__Given data__.
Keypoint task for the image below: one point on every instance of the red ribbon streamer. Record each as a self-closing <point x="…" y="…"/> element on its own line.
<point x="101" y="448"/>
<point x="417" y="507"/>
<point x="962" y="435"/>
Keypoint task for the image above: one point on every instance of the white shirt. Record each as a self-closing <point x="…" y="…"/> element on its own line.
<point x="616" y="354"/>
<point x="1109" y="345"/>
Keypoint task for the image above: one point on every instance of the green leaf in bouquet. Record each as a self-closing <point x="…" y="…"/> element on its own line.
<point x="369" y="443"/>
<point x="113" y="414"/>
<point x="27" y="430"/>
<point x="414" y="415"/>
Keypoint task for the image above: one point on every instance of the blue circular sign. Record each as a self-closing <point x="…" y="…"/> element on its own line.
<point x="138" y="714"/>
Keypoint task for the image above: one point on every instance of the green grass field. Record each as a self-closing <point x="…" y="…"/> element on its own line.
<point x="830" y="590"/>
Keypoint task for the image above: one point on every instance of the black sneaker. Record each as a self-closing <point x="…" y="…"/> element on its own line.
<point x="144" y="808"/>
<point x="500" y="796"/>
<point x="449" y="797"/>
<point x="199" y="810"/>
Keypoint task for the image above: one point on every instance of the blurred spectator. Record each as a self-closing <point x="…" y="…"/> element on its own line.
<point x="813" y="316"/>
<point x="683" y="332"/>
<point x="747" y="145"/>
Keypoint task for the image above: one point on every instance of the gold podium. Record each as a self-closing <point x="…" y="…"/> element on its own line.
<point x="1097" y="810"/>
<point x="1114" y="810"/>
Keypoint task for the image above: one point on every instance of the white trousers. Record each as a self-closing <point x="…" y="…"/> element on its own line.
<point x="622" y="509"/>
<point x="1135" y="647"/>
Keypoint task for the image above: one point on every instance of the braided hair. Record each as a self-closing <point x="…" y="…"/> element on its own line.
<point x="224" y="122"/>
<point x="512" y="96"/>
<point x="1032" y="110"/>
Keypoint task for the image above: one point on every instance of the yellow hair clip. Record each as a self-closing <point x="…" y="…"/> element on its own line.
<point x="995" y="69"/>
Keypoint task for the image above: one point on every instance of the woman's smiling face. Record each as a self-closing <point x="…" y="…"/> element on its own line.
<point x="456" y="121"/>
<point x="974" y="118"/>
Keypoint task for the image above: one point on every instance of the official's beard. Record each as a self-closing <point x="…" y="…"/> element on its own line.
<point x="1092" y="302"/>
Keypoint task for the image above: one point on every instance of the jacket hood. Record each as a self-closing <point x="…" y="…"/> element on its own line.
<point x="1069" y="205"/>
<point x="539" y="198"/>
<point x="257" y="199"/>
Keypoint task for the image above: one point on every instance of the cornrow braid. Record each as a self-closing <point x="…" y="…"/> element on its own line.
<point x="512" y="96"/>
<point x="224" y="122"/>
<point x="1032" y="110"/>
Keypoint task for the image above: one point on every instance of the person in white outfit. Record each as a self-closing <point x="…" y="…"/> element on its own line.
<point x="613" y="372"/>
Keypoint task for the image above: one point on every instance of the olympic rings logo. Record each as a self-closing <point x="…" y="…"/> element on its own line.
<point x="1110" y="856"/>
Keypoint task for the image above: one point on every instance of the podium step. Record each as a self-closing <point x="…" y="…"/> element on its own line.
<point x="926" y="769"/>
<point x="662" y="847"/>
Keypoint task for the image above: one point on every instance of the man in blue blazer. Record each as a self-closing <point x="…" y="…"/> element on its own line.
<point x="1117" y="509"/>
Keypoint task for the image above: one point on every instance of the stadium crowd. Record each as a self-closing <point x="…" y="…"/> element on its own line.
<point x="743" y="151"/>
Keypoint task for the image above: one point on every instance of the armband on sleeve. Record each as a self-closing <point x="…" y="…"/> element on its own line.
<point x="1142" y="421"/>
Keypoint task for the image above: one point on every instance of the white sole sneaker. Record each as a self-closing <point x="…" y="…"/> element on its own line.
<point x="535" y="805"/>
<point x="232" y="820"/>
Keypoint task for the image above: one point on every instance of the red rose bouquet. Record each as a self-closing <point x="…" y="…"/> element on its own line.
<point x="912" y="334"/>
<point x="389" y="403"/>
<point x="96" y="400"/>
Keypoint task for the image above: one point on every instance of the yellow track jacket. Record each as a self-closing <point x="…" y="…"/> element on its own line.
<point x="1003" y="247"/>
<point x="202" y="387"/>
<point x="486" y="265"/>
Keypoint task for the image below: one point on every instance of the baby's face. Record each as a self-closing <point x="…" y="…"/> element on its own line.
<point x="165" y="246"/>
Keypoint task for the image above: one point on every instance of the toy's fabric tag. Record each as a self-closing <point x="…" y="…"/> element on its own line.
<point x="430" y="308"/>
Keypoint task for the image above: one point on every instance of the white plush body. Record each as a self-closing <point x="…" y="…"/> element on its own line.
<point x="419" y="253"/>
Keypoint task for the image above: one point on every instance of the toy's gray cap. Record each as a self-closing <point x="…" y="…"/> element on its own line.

__Problem__. Reproduce all of the data, substituting "Point-labeling task" for each occurrence of "Keypoint task" and changing nothing else.

__Final answer__.
Point-labeling task for the image below: one point on every instance of the red ribbon streamer. Record each as a self-closing <point x="…" y="…"/> element on its own line.
<point x="101" y="448"/>
<point x="417" y="507"/>
<point x="962" y="435"/>
Point-labeling task for the image above: one point on every instance of the white shirt. Record each as a self-closing <point x="…" y="…"/> element on its own line.
<point x="616" y="354"/>
<point x="1109" y="345"/>
Point-labeling task for the image above: one point on every instance of the green leaf in bouquet. Record each as a self-closing <point x="…" y="…"/> element on its own line.
<point x="369" y="443"/>
<point x="113" y="414"/>
<point x="27" y="430"/>
<point x="414" y="415"/>
Point-labeling task for the image above: one point on every instance of the blue circular sign. Record each as a self-closing <point x="…" y="…"/> element on its own line.
<point x="138" y="714"/>
Point-labeling task for the image above: one point on every instance of the green grass field. Record each as a self-closing <point x="…" y="…"/> element on its own line.
<point x="830" y="590"/>
Point-labeling task for the image above: one point on every instance of the black sneaker. Record each as a self-closing <point x="…" y="…"/> element on its own line.
<point x="144" y="808"/>
<point x="500" y="796"/>
<point x="449" y="797"/>
<point x="199" y="810"/>
Point-labeling task for the image above: one point on every instance of the blurred spectator. Record each as a self-closing <point x="…" y="…"/> element on its own line.
<point x="813" y="316"/>
<point x="683" y="332"/>
<point x="747" y="145"/>
Point-labeling task for the image above: one point on every instance of the gold podium. Record each as a self-closing <point x="…" y="…"/> element on its own line.
<point x="1097" y="810"/>
<point x="1114" y="810"/>
Point-labeling task for the image above: one point on every instance of the white trousers. Record each as a self-closing <point x="…" y="…"/> element on its own line.
<point x="622" y="509"/>
<point x="1135" y="647"/>
Point-labeling task for the image above: one point on every instance of the braided hair. Record each as a self-closing <point x="…" y="…"/> element on its own line.
<point x="224" y="122"/>
<point x="512" y="96"/>
<point x="1032" y="110"/>
Point-labeling task for the image above: one point on every instance of the yellow hair clip. Record each as a self-closing <point x="…" y="…"/> element on its own line.
<point x="995" y="69"/>
Point-labeling task for the image above: one point on every instance of the woman's smiling face. Record each as a self-closing <point x="…" y="…"/> element on its own line.
<point x="456" y="121"/>
<point x="974" y="118"/>
Point-labeling task for the image above: one point on every instance of the official's beard. Record each as a self-closing <point x="…" y="…"/> element on its own line.
<point x="1092" y="302"/>
Point-labeling task for the image above: one point on every instance of the jacket hood. Record each as a self-closing <point x="…" y="…"/> element on its own line.
<point x="1069" y="205"/>
<point x="539" y="198"/>
<point x="257" y="199"/>
Point-labeling task for the image above: one point on every instance of the cornrow braid. Record each as a self-closing <point x="…" y="…"/> element on its own line.
<point x="512" y="96"/>
<point x="224" y="122"/>
<point x="1032" y="110"/>
Point-labeling task for the image above: one point on every instance of the person in white outfit. Record each as a self-closing <point x="…" y="…"/> element on its own line.
<point x="613" y="372"/>
Point-labeling task for the image above: one point on every instance of the olympic rings logo. Record each as a self-closing <point x="…" y="…"/> element on its own line.
<point x="1110" y="856"/>
Point-labeling task for the image above: one point on every instance of the podium step. Record each as a self-closing <point x="…" y="…"/> element on its own line.
<point x="926" y="769"/>
<point x="662" y="847"/>
Point-labeling task for the image above: one point on every instance of the man in blue blazer. Record each as a self-closing <point x="…" y="…"/> element on its own line.
<point x="1117" y="509"/>
Point-labeling task for the image above: one point on every instance of the stadium crowd. Record each as a self-closing <point x="…" y="…"/> element on its own line.
<point x="743" y="151"/>
Point-labeling task for the image above: one point on every instance of the armband on sleeve. Record each as a self-closing <point x="…" y="…"/> element on its own line.
<point x="1142" y="421"/>
Point-labeling task for the image above: one point on every instance of the white sole sneaker. Record each as a self-closing <point x="…" y="…"/> element on its own line.
<point x="535" y="805"/>
<point x="232" y="820"/>
Point-labeling task for the image above: one point on every instance of the red rose bouquet. Record each as a self-closing <point x="…" y="…"/> element on its own line.
<point x="912" y="334"/>
<point x="389" y="403"/>
<point x="96" y="400"/>
Point-labeling task for the image above: one point on every instance of the yellow track jacket. Record each as a self-closing <point x="…" y="…"/> element on its own line.
<point x="1003" y="247"/>
<point x="202" y="387"/>
<point x="486" y="265"/>
Point-labeling task for the image below: one point on every instance of the baby's face. Record each as a self-closing <point x="…" y="…"/> element on its own line.
<point x="165" y="246"/>
Point-labeling task for the image above: one point on every instance of the toy's fabric tag. Record each as a self-closing <point x="…" y="…"/> element on its own line.
<point x="430" y="308"/>
Point-labeling task for the image above: one point on every instance of the white plush body. Record each as a self-closing <point x="…" y="…"/> element on its own line.
<point x="419" y="253"/>
Point-labeling task for the image above: one point on every instance of the toy's gray cap. Record each as a self-closing <point x="…" y="…"/> element on its own line.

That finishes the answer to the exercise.